#### SELECTED PASSAGE

# HELP/IELTS English Requirement, Key to get our visa.



## Pultet (Sep 17, 2013)

Hi everyone!

As some of you maybe aware, my Fiance from the Philippines have been refused Fiance Visa twice this year. 

The most recent is on October. Here is the Refusal Ground/ECO reasons for refusals:

To meet the current English language requirements for entry to the UK. you are required to submit evidence that you passed an acceptable test at a minimum level with an approved provider. You have submitted an IELTS certificate demonstrating an overall score of 4.0, However as of the 18/07/2011 it became a mandatory requirement for spouse application to achieve a minimum of 4.0 in the Listening and Speaking components of IELTS or submit evidence that they have an academic qualification equivalent to Bachelor's degree in the UK which was tauight in English. Whilst your overall score was 4., you scored only 3.5 in the LIstening component of the examination. 
I therefore refuse your application under paragraph EC-P.1.1(d) of appendix FM of the immigration rules. (E-ECP.4.1)

My fiance's previos score was:
Speaking - 4.0
Listening - 3.5
Reading - 3.0
Writing - 5.5
____
*He did retake the exam and got the new certificate with the score of:
Speaking - 5.0
Listening - 5.0
Reading - 2.0
Writing - 5.0
*

is this enough score for fiance visa to UK? do we meet the required score? can someone please advice me on this. i don't wanna risk it again and lose another £851 visa fee please need help.


----------



## Pultet (Sep 17, 2013)

Anyone?


----------



## Joppa (Sep 7, 2009)

No. Minimum score required is 
Listening – 4.0
Speaking – 4.0
Reading – 4.0
Writing – 4.0.
As she only achieved 2.0 in Reading, she doesn't meet the standard required.

Check it out for yourself: http://www.ukba.homeoffice.gov.uk/sitecontent/applicationforms/new-approved-english-tests.pdf Page 17

Before wasting more money on another application, she should get more lessons in reading skills.


----------



## Pultet (Sep 17, 2013)

But Joppa this is why i don't understand and asked for advice/second opinion.
The previous score of my boyfriend is 
Speaking - 4.0
Listening - 3.5
Reading - 3.0
Writing - 5.5
The refusal letter says *You have submitted an IELTS certificate demonstrating an overall score of 4.0, However as of the 18/07/2011 it became a mandatory requirement for spouse application to achieve a minimum of 4.0 in the Listening and Speaking components of IELTS* they never mentioned reading/writing knowing he only got 3.0 in reading.

on the UKBA website it says: 
*1. Meeting the requirement by passing a test 

What will spouses need to do to meet the test requirement? 

Spouses will need to demonstrate competence in English language speaking 
and listening at a basic level (Common European Framework of Reference, 
level A1). 

How will you assess whether a spouse has the required level of 
English?

#### SOURCE MATERIAL
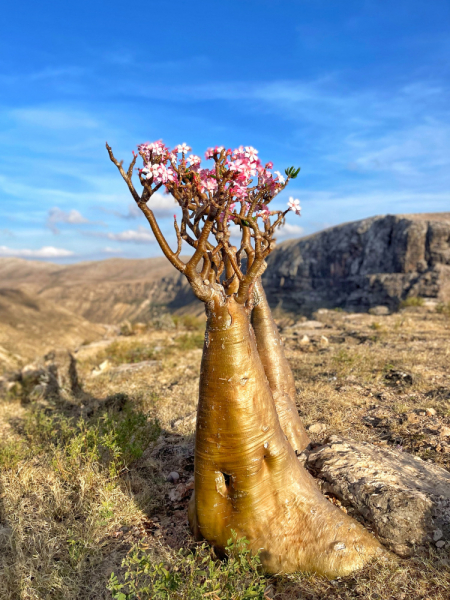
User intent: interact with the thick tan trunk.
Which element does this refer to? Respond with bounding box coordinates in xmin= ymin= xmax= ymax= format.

#### GIVEN TASK
Using the IELTS requirement thread, answer the following:
(a) According to the refusal reasons, what score was achieved in the Listening component?
(b) What Reading score appears on the new certificate from the retaken exam?
(c) What amount is given for the visa fee?

#### WORKED SOLUTION
(a) 3.5
(b) 2.0
(c) £851